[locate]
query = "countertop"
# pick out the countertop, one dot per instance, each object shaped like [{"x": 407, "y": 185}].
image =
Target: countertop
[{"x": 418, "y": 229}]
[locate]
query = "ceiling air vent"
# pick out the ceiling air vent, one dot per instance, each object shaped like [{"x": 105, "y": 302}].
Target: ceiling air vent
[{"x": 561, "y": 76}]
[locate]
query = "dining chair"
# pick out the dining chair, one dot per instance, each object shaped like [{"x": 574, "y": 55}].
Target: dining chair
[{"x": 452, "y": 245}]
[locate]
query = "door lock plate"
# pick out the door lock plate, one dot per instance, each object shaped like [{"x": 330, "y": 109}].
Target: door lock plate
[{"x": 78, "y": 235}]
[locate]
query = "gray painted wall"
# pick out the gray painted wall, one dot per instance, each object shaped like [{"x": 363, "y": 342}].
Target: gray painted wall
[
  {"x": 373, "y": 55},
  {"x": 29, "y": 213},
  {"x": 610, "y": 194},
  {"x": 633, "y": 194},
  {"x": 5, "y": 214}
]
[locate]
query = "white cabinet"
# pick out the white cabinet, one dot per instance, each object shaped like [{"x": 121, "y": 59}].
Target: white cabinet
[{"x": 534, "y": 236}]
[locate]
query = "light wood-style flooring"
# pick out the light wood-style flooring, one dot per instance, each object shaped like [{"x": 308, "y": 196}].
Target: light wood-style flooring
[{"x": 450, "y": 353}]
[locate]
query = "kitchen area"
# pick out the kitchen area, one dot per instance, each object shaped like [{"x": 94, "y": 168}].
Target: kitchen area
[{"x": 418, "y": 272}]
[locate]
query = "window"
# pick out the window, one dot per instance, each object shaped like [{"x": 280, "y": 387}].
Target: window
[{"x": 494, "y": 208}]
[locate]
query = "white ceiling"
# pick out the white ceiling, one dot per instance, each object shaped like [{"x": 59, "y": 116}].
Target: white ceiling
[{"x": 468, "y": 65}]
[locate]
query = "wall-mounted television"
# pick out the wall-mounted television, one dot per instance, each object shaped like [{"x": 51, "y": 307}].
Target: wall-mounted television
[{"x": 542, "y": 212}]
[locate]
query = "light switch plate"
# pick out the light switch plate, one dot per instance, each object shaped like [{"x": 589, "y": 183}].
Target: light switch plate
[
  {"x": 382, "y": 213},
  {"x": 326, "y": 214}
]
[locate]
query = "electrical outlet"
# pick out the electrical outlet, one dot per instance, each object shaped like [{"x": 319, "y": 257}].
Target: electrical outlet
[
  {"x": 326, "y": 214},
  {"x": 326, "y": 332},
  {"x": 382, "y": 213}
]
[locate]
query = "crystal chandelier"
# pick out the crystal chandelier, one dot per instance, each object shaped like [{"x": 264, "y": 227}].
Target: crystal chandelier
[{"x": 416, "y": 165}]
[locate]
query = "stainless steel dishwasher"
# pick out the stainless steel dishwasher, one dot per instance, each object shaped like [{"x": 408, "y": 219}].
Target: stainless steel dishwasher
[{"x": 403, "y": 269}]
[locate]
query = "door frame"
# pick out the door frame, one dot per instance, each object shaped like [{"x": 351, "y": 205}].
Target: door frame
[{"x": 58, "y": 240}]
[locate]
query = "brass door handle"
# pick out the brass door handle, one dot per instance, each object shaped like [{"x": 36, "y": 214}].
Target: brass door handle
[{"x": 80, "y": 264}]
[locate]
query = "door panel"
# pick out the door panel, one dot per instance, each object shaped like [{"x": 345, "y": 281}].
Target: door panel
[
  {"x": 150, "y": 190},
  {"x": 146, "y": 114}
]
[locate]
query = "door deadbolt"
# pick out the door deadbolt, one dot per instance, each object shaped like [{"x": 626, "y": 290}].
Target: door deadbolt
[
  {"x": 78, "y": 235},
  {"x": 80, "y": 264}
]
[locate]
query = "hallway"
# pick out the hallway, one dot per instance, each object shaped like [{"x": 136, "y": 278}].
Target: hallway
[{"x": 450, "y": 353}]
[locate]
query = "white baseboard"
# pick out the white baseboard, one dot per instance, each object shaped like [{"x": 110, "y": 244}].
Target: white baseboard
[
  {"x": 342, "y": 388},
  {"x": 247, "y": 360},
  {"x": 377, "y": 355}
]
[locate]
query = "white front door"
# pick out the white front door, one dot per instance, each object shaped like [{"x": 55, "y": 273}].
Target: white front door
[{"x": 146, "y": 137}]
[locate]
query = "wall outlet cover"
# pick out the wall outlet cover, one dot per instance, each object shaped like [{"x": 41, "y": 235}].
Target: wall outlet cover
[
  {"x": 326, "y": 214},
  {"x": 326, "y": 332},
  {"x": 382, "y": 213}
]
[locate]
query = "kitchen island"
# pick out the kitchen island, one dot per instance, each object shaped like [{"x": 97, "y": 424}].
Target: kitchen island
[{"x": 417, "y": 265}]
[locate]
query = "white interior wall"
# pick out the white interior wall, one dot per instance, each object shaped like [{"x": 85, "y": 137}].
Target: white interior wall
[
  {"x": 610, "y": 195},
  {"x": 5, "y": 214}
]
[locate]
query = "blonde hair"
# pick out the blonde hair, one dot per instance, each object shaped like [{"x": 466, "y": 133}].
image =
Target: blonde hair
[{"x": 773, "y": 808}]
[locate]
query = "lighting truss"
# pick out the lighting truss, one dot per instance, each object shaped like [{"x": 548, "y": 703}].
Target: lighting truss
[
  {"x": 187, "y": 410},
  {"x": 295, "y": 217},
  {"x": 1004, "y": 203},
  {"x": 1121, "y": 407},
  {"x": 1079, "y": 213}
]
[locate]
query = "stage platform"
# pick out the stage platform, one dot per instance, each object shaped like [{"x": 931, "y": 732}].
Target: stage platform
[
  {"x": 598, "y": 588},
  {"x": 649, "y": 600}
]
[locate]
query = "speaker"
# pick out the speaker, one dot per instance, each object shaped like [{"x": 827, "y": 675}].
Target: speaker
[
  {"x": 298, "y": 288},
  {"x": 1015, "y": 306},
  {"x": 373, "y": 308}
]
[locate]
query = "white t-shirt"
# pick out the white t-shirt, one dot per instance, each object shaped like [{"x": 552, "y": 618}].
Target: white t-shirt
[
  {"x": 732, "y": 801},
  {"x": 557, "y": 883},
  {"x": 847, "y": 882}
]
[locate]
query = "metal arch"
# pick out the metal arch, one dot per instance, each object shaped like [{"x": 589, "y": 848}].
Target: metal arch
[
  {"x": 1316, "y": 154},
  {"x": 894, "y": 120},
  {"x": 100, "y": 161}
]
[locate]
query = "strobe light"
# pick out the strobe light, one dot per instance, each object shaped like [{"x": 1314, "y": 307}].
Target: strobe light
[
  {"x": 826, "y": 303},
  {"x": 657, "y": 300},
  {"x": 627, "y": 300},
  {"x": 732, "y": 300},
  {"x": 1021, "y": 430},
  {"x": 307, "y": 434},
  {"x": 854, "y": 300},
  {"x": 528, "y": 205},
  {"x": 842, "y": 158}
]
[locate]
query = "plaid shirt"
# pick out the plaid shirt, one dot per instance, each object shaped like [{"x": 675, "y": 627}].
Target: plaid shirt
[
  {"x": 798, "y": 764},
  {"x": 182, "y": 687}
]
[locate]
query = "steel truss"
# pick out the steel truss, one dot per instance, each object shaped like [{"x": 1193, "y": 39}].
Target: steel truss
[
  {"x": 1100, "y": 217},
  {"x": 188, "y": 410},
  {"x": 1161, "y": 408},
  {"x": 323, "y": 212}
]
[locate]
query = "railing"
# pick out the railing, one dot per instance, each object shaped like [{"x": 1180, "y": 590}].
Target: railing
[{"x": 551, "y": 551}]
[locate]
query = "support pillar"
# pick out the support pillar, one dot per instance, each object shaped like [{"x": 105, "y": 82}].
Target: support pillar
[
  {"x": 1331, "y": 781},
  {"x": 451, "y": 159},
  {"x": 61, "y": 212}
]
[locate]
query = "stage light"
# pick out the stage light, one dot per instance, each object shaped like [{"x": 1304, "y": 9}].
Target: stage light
=-=-=
• _WHAT TO WORK ON_
Pull out every line of the data above that contains the word "dishwasher", and list those lines in their original order.

• _TASK OUTPUT_
query = "stainless steel dishwasher"
# pick out the stainless steel dishwasher, one dot per instance, each object shaped like [{"x": 408, "y": 219}].
Target: stainless steel dishwasher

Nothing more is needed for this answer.